[Stored data entries]
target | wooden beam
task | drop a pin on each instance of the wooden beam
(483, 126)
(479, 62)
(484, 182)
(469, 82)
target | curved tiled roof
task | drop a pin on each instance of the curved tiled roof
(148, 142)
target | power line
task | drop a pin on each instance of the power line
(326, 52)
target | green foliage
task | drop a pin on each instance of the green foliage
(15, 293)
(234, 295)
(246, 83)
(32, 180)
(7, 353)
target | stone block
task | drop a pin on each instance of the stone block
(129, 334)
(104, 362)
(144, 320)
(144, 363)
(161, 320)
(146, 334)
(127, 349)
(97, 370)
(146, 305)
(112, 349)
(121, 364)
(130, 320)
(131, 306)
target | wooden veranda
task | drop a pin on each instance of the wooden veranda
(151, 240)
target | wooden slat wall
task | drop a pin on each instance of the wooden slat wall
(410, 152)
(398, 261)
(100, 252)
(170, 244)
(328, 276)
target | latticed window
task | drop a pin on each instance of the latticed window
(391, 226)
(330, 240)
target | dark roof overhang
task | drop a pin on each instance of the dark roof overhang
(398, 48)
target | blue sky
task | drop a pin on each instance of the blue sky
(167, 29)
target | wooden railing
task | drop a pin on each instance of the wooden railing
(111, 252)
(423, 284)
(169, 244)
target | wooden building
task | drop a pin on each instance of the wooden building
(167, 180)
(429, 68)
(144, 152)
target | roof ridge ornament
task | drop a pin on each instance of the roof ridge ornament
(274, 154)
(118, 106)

> _What you have to do_:
Repeat every line exactly, starting with the first line of the entries, and stop once the line containing "target | green foliage" has been given.

> _Reply_:
target | wooden beam
task | drop a pin on each instance of the wooden beam
(483, 126)
(479, 62)
(484, 182)
(469, 82)
target | curved tiled roof
task | drop a pin on each instance of the curved tiled roof
(148, 142)
target | power line
task | drop a pin on each instance of the power line
(326, 52)
target | green foliage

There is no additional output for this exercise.